課題一覧:
1: リストの先頭から「column 228, row 645」を含む行までを、そのまま書き写してください。最初と最後の行も含めます。
2: 分岐栓についての文章を、最後の文のあとから書き足してください。

本文:
説明

分岐栓

【課題】分岐栓の分岐栓本体が外装部材内で回転することによって水栓への分岐栓の取付け作業が煩雑になることを防止することができ、且つ、分岐栓における分岐栓本体の横孔が形成される周方向の位置によらず接続部材を分岐栓本体に配置することができる、分岐栓を提供することを課題とする。
【解決手段】湯側流路11または水側流路12に連通し且つ外周面に開口する横孔14aと外周面に開口する挿入孔15aとを有する分岐栓本体10Aと、第一貫通孔22を有し分岐栓本体10Aが嵌装される外装部材20と、横孔14aと連通するように分岐栓本体10Aの外周面にその周方向に形成される溝部50と、第一接続部材30Aとを具備する分岐栓1Aであって、第一接続部材30Aの一端部33は、溝部50と分岐孔とが連通するように外装部材20の第一貫通孔22に挿入されるとともに分岐栓本体10Aの挿入孔15aに挿入されて分岐栓本体10Aに固定される。

【発明の詳細な説明】
【技術分野】
【0001】
本発明は、分岐栓の技術に関する。
【背景技術】
【0002】
従来、水栓に取付けられて、前記水栓から流入された湯または水を分岐させてこれを所定の接続装置に流出させる分岐栓であって、その軸心方向に貫通する湯側流路と、該軸心方向に貫通する水側流路と、該湯側流路または該水側流路に連通し且つその外周面に開口する横孔と、を有する分岐栓本体と、その内周面から外周面にむけて貫通する貫通孔を有し前記分岐栓本体が嵌装される外装部材と、前記分岐栓本体の横孔に固定されるその軸心方向における一端部と、前記所定の接続装置に接続可能に構成される該軸心方向における他端部と、該軸心方向に貫通する分岐流路とを有する接続部材と、を具備し、該接続部材の一端部は、前記分岐栓本体の横孔とその分岐流路とが連通するように前記外装部材の貫通孔に挿入されるとともに前記分岐栓本体の横孔に固定される分岐栓は、公知となっている。例えば、特許文献1に示す如くである。
【0003】
当該分岐栓は、水栓の構成部材であるカバーナットと水栓本体との間に配置されることによって、水栓に取付けられる。また、当該水栓の接続部材の他端部には、ホース等を介して所定の接続装置が接続される。
そして、当該分岐栓では、その接続部材の一端部が、外装部材の貫通孔に挿入されるとともに分岐栓本体の横孔に固定されることにより、当該横孔と連通する流路(湯側流路または水側流路)から接続部材の他端部に接続された接続装置に湯または水を分岐させつつ、外装部材内で分岐栓本体が回転して分岐栓の取付け作業が煩雑になることを防止している。
なお、当該所定の接続装置とは、浄水器や食洗機等を示す。
【先行技術文献】
【特許文献】
【0004】
【特許文献1】特開2002−88833号公報
【発明の概要】
【発明が解決しようとする課題】
【0005】
また、当該分岐栓の多くは、その構造を簡易にするために、その分岐栓本体の横孔は、湯側流路と水側流路のうち何れか一方の所望の流路にのみ連通するように構成されている。このことは、例えば、当該分岐栓における分岐栓本体の横孔が、湯側流路と水側流路のうち所望の流路に連通し、且つ、所望の流路でない流路にも連通している場合には、当該所望の流路でない流路と横孔とを閉塞させるための部材が必要となり、その構造が複雑になるためである。

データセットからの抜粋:
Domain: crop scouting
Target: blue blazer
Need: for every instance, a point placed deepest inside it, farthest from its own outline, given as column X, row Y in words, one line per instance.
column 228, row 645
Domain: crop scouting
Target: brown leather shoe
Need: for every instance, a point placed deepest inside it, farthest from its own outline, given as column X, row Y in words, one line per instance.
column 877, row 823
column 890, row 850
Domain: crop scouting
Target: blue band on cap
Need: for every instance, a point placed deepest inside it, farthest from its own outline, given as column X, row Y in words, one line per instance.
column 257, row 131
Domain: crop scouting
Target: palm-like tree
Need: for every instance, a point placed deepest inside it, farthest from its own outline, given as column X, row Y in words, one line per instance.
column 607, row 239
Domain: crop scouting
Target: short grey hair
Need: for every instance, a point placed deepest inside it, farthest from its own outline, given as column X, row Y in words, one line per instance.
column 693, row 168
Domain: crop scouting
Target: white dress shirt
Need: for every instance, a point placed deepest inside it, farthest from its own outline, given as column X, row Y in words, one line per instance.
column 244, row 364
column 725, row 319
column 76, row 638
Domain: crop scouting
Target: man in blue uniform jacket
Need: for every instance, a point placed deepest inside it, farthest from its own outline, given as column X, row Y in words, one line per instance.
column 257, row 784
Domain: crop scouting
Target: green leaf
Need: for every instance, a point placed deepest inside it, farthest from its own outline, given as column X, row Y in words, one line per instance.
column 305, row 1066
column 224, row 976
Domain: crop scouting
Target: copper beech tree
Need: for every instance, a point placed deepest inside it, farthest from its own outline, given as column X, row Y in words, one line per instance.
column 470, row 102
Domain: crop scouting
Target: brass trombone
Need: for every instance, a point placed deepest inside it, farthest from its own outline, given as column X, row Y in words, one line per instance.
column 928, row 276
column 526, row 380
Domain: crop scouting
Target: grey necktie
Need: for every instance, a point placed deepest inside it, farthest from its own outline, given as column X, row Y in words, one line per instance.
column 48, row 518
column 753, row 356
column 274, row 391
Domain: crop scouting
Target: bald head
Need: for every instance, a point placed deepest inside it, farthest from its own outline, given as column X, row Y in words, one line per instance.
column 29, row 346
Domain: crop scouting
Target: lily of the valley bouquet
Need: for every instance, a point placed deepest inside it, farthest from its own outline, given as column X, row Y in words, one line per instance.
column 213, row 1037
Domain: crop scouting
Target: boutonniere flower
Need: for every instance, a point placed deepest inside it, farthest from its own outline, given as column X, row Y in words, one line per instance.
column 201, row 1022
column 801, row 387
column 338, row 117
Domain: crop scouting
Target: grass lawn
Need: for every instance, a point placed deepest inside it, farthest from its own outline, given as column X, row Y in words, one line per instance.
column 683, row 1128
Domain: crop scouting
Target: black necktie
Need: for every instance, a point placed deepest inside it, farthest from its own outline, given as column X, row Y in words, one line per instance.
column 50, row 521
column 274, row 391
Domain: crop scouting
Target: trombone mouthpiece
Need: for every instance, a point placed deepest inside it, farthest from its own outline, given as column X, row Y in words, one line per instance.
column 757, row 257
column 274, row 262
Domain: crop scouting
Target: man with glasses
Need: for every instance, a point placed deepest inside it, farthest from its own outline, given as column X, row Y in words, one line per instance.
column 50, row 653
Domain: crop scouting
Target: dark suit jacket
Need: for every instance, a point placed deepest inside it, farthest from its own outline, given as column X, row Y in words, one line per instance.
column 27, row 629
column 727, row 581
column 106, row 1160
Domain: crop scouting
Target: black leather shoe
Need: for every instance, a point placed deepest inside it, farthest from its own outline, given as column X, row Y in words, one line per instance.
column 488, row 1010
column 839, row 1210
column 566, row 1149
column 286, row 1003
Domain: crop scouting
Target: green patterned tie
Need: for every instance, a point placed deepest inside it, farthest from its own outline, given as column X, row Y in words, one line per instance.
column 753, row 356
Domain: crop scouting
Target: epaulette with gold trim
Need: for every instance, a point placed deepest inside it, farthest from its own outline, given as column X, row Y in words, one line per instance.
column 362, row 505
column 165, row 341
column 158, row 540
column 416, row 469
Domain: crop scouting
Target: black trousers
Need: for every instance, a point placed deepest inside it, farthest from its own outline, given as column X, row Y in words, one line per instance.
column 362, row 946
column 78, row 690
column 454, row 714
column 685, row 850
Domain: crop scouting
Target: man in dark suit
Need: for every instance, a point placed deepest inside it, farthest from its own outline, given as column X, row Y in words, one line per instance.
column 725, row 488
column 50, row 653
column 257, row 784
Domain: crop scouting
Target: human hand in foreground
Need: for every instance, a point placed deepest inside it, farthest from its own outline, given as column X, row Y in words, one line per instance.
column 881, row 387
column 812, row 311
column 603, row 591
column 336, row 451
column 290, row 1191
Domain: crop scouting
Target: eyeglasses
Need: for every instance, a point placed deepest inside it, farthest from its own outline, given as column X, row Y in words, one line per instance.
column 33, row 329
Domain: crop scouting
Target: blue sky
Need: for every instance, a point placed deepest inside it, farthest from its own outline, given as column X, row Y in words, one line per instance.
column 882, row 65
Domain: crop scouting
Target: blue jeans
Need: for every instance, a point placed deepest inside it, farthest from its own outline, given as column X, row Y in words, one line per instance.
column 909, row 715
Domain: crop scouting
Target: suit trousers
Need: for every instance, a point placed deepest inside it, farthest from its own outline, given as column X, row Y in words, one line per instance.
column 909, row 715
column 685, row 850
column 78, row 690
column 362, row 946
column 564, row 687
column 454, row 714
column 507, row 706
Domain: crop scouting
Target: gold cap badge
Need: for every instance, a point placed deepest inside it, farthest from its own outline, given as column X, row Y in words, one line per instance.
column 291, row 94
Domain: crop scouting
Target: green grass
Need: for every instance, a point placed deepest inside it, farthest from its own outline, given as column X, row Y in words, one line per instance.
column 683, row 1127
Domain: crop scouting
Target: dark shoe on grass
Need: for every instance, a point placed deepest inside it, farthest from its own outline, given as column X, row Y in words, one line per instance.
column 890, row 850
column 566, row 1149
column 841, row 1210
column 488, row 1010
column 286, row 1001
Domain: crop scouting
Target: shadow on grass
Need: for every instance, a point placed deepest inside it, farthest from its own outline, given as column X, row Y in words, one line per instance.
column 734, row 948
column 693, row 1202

解答:
1:
Domain: crop scouting
Target: blue blazer
Need: for every instance, a point placed deepest inside it, farthest from its own outline, given as column X, row Y in words, one line per instance.
column 228, row 645

2:
【0006】
しかしながら、このように分岐栓本体の横孔を湯側流路と水側流路のうち所望の流路にのみ連通させることにより、当該横孔が形成される周方向の位置は、所定の範囲内に制限されることとなる。そして、このように分岐栓本体の横孔を前記所望の流路にのみ連通させることにより、当該横孔に固定される接続部材の周方向の位置は、前記横孔の周方向の位置によって決定されて、当該横孔と同様に所定の範囲内に制限されることとなる。
このため、当該分岐栓では、その分岐栓本体における横孔が形成される周方向の位置によって、所定の接続装置を接続部材に接続することが困難な場合がある。また、当該分岐栓では、所定の接続装置を接続部材に接続することができても、当該接続装置を接続するためのホースを引き回して水栓回りが煩雑になる場合がある。
【0007】
即ち、本発明は以上の如き状況に鑑みてなされたものであり、分岐栓の分岐栓本体が外装部材内で回転することによって水栓への分岐栓の取付け作業が煩雑になることを防止することができ、且つ、分岐栓における分岐栓本体の横孔が形成される周方向の位置によらず接続部材を分岐栓本体に配置することができる、分岐栓を提供することを課題とする。
【課題を解決するための手段】
【0008】
本発明の解決しようとする課題は以上の如くであり、次にこの課題を解決するための手段を説明する。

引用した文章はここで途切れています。